__PROBLEM__:
Could you write out the material below again, swapping "Examine" for "Inspect" everywhere and changing nothing else? Leave the pictures out.

[Saved entries]
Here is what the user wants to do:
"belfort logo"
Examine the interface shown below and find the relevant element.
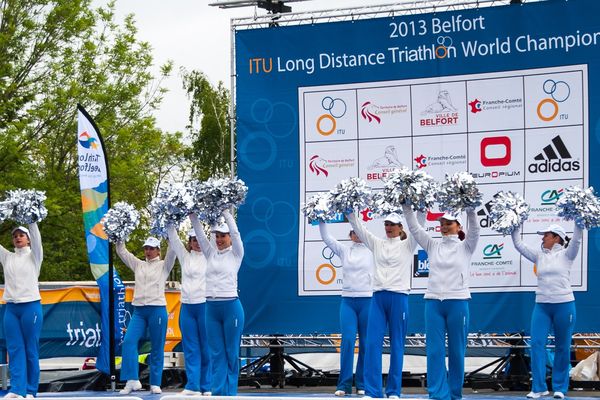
[360,101,408,124]
[527,135,581,174]
[483,243,504,260]
[419,90,458,126]
[536,79,571,122]
[79,131,98,150]
[317,96,347,136]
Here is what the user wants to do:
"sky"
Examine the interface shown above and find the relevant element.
[108,0,399,132]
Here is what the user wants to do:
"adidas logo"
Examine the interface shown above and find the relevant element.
[528,135,581,174]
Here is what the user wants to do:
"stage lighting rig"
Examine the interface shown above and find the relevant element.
[209,0,308,14]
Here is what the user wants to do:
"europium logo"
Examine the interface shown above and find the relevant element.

__SOLUTION TO THIS EXERCISE__:
Here is what the user wants to do:
"belfort logo"
Inspect the interface shown below and find the relevant element.
[360,101,408,124]
[527,135,581,174]
[483,243,504,260]
[419,90,458,126]
[536,79,571,122]
[79,131,98,150]
[317,96,347,136]
Here is what the user wants to do:
"sky"
Inspect the interface shown above and find the relevant element.
[108,0,399,132]
Here is what the user wants to do:
"adidas logo"
Inspect the interface shown above and find the relevant element.
[528,135,581,174]
Here is what the user wants to do:
"stage lighting rig"
Inspect the interface shown above and find the relevant element.
[209,0,308,14]
Here is what the user wants to do:
"europium logo"
Inspect the interface shown above and find the relevant element.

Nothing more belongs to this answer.